Excerpts from point annotation data:
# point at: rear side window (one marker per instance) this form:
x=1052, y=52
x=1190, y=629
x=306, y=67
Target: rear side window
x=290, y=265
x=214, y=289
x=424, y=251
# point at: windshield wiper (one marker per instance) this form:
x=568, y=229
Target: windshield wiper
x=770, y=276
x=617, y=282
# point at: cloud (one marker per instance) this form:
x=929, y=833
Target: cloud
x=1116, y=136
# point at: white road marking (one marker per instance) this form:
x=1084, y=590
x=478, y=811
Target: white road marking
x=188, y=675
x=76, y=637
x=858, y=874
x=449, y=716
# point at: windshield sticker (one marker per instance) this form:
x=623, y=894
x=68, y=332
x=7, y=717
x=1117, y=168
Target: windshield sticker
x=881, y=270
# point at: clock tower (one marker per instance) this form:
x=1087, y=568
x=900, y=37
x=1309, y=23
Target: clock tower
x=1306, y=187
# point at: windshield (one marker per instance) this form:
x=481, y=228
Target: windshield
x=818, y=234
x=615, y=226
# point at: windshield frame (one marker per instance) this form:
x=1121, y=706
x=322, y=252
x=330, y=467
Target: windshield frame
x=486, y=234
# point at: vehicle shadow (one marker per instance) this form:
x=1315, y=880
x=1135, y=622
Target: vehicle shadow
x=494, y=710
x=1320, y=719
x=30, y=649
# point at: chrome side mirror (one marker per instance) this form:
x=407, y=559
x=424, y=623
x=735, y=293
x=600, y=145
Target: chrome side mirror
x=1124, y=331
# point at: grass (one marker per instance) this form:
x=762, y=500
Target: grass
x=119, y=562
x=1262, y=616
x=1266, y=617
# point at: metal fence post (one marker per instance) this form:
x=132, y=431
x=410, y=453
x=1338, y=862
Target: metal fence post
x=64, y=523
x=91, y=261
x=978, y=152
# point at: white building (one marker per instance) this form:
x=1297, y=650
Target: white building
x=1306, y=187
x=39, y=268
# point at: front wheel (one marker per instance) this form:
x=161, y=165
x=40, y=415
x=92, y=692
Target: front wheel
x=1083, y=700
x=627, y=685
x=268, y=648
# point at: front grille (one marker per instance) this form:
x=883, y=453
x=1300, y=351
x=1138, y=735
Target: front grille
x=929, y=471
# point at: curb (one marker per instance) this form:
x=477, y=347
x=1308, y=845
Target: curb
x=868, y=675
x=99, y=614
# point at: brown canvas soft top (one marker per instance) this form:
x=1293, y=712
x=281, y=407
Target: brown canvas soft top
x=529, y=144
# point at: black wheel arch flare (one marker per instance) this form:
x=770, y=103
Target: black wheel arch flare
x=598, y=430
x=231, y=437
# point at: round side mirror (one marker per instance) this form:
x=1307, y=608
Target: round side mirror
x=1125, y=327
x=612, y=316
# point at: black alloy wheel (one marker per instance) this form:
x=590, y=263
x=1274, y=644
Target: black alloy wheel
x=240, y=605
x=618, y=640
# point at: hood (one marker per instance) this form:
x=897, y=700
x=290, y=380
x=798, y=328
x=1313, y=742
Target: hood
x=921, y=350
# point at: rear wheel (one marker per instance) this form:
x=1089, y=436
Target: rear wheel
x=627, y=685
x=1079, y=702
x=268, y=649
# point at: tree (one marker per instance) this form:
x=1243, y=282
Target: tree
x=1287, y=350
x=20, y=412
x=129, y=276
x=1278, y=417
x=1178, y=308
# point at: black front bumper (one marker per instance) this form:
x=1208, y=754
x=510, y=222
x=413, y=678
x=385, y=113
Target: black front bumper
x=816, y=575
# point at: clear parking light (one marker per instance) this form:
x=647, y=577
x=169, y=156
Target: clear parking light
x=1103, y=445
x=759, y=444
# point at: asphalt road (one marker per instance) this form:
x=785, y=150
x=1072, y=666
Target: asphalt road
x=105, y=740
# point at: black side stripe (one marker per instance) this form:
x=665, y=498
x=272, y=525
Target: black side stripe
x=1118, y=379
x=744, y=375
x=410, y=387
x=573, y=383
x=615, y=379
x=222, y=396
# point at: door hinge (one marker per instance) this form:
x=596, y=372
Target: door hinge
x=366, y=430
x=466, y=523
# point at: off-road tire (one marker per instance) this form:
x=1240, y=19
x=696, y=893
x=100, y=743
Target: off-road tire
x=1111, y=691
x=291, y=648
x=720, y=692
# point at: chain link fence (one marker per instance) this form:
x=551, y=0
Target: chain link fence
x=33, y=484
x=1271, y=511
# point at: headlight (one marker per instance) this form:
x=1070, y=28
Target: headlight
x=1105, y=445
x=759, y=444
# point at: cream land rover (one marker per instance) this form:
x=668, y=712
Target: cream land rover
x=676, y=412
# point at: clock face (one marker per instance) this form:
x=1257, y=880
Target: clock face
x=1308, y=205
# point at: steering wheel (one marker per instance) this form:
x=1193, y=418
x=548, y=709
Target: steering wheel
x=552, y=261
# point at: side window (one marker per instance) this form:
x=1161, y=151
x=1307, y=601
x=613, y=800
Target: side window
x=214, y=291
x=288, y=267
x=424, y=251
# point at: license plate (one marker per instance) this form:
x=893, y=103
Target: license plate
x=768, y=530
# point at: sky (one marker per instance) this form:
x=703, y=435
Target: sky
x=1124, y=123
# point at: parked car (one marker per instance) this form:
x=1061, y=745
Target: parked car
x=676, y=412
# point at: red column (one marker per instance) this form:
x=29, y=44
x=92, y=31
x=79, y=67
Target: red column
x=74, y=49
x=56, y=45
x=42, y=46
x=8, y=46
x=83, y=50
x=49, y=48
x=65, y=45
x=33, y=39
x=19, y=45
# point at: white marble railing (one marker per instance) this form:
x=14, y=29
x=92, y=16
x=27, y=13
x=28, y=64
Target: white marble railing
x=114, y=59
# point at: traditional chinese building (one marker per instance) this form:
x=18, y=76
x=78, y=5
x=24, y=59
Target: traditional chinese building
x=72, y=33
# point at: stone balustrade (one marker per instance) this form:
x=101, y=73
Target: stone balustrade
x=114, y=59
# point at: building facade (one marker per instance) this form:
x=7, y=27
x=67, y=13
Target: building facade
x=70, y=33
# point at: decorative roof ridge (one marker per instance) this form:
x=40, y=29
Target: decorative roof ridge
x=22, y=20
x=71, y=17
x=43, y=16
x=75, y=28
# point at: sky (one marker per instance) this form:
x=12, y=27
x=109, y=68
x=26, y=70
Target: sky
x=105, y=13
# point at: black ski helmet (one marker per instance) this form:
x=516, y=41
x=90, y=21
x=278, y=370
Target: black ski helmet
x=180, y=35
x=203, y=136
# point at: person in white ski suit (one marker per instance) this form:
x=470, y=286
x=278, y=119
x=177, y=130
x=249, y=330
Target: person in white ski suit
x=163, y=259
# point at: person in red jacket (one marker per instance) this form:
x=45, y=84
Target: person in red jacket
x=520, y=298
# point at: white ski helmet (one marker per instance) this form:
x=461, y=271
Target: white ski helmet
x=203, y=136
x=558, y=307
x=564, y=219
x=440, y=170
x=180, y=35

■ WHAT TO PRODUCE
Reproduce only the lines running from the one that contains "# point at: white marble" to the last line of the records.

■ TASK RESULT
# point at: white marble railing (one marker per instance) this form:
x=14, y=29
x=92, y=16
x=27, y=13
x=28, y=64
Target: white marble railing
x=114, y=59
# point at: traditional chinese building (one marker per instance) this form:
x=18, y=76
x=78, y=5
x=24, y=59
Target: traditional chinese building
x=72, y=33
# point at: stone balustrade (one marker per instance) this form:
x=101, y=73
Target: stone balustrade
x=114, y=59
# point at: building facade (one marker per instance) this form:
x=7, y=27
x=67, y=13
Target: building facade
x=70, y=33
# point at: decorative roof ridge (one marker per instance) this form:
x=40, y=29
Target: decorative roof ridge
x=22, y=20
x=71, y=17
x=43, y=16
x=75, y=28
# point at: sky (one marker per instance) this form:
x=12, y=27
x=109, y=68
x=26, y=70
Target: sky
x=105, y=13
# point at: black ski helmet (one marker per instance) this form:
x=516, y=41
x=90, y=21
x=278, y=370
Target: black ski helmet
x=180, y=35
x=203, y=136
# point at: person in white ski suit (one marker per instance) this form:
x=470, y=286
x=278, y=119
x=177, y=130
x=249, y=330
Target: person in white ski suit
x=163, y=259
# point at: person in red jacket (one marker per instance) this form:
x=45, y=84
Target: person in red jacket
x=520, y=298
# point at: white ski helmet (one marker per instance) this form:
x=461, y=271
Target: white ski helmet
x=203, y=136
x=558, y=307
x=564, y=219
x=440, y=170
x=180, y=35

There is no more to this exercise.